◆ Your assignment
In the records below, find the line with "Target phrase = speckled stone counter" and the line with "Target phrase = stainless steel microwave". Print both exactly, along with every line between them, and no other line.

** Data provided follows **

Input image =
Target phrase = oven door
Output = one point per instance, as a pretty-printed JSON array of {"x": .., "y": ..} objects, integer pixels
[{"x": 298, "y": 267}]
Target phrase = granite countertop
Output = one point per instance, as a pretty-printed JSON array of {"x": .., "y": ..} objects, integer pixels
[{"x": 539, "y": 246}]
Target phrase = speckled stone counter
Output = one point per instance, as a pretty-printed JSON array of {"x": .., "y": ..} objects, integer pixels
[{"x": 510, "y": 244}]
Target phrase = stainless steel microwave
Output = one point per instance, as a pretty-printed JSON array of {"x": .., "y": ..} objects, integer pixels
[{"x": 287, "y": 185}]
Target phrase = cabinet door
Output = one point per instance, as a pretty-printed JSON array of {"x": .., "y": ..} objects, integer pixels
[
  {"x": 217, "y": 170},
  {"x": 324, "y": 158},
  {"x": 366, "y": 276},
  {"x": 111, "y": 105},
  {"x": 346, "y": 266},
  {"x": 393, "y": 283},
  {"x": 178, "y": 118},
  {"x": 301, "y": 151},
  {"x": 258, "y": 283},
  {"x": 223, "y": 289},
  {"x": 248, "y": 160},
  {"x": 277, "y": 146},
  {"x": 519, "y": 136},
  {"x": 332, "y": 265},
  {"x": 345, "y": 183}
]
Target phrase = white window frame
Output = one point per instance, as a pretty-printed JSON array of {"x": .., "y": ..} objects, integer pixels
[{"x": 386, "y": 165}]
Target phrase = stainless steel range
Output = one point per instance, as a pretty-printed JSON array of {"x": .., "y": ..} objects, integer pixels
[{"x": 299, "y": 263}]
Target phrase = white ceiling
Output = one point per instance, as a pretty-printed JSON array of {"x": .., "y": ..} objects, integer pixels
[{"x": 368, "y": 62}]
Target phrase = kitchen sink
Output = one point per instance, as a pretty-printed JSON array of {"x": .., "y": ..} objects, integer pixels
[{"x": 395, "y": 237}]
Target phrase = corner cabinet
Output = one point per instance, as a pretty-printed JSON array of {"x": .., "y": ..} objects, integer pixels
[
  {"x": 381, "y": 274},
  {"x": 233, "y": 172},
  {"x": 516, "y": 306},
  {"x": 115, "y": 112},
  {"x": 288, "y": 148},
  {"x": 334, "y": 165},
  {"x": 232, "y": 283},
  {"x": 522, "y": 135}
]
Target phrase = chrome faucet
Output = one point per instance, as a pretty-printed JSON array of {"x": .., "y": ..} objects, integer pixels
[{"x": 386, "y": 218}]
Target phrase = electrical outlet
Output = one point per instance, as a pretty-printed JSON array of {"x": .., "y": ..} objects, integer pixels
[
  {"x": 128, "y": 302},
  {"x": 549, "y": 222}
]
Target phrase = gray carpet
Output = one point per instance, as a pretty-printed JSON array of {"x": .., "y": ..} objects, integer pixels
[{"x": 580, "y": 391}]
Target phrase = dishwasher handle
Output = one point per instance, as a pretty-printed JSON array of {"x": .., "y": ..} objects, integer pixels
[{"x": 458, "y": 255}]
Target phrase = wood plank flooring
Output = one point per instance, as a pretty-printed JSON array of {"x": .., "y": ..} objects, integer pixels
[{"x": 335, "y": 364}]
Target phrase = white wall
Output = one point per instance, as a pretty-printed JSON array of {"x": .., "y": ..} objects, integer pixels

** End of Data provided **

◆ Answer to the exercise
Target phrase = speckled stone counter
Output = one point per instance, as a pretty-printed JSON array of {"x": .., "y": ..} objects, integer pixels
[{"x": 510, "y": 244}]
Target phrase = stainless steel microwave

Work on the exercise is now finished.